=== TEXT EXCERPT ===
Modeling

Models are specifications of a mathematical (or probabilistic) relationship between variables.

What Is Machine Learning?

Machine learning, in our context, is the use of models that are learned from data.

Overfitting And Underfitting

Overfitting of a model is probable when the model performs well against the training data but applies poorly to any new data. Underfitting of a model is probable when the model performs poorly on either training or new data.

The above figure shows extreme underfitting with degree 0 and extreme overfitting with degree 9.

One way to reduce do not overfit is to split the data set into training and testing subsets:


In [1]:
def split_data(data, prob):
    """split data into fractions [prob, 1 - prob]"""
    results = [], []
    for row in data:
        results[0 if random.random() < prob else 1].append(row)
    return results

When splitting data, it's important to keep input data and target data in the same order:


In [2]:
def train_test_split(x, y, test_pct):
    data = zip(x, y) # pair corresponding values
    train, test = split_data(data, 1 - test_pct) # split the data set of pairs
    x_train, y_train = zip(*train) # magical un-zip trick
    x_test, y_test = zip(*test)

=== TASKS TO CARRY OUT ===
(A) In the machine learning text, what model performance makes overfitting probable?
(B) Extend the machine learning text from its final line of code onward.

Position annotation records
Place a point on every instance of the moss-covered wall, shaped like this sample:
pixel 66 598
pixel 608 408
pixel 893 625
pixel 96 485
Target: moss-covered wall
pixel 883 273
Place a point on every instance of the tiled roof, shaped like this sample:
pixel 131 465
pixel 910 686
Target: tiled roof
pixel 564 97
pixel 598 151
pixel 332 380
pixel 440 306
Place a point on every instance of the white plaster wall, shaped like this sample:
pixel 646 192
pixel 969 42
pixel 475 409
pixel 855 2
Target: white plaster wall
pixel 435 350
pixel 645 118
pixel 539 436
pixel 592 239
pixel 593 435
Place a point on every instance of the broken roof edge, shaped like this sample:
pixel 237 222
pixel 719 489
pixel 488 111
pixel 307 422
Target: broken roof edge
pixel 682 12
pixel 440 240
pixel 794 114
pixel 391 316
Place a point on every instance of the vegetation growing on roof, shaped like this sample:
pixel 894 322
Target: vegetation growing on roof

* * *

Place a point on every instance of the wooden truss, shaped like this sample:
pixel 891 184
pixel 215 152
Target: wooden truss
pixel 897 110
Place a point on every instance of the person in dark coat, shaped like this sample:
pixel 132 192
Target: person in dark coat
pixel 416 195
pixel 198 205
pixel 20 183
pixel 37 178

=== ANSWERS FOR THE TASKS ===
(A) Overfitting is probable when the model performs well against the training data but applies poorly to any new data.

(B)
    return x_train, x_test, y_train, y_test

Correctness

Predictions fall into one of four categories:

True Positive Predicted true, and it was true
False Positive (Type 1 Error) Predicted true, but it was false
False Negative (Type 2 Error) Predicted false, but it was true
True Negative Predicted false, and it was false

Suppose we predicted that a person has leukemia if they are named "Luke." We can predict with 98% accuracy--but this clearly shows that accuracy is itself solely a measure of a good model:

leukemia no leukemia total
"Luke" 70 4,930 5,000
not "Luke" 13,930 981,070 995,000
total 14,000 986,000 1,000,000

In [3]:
true_positives = 70
false_positives = 4930
true_negatives = 981070
false_negatives = 13930

def accuracy(tp, fp, fn, tn):
    correct = tp + tn
    total = tp + fp + fn + tn
    return correct / total

accuracy(true_positives, false_positives, false_negatives, true_negatives) # 0.98114


Out[3]:
0.98114

Precision measures the accuracy of our positive predictions:


In [4]:
def precision(tp, fp, fn, tn):
    return tp / (tp + fp)

precision(true_positives, false_positives, false_negatives, true_negatives) # 0.014


Out[4]:
0.014

Recall measures the proportion of positives predicted by the model:


In [5]:
def recall(tp, fp, fn, tn):
    return tp / (tp + fn)

recall(true_positives, false_positives, false_negatives, true_negatives) # 0.005


Out[5]:
0.005

The precision and recall scores clearly point to the inadqequacy of our model. The F1 score combines precision and recall into a single new measure:


In [6]:
def f1_score(tp, fp, fn, tn):
    p = precision(tp, fp, fn, tn)
    r = recall(tp, fp, fn, tn)
    return 2 * p * r / (p + r)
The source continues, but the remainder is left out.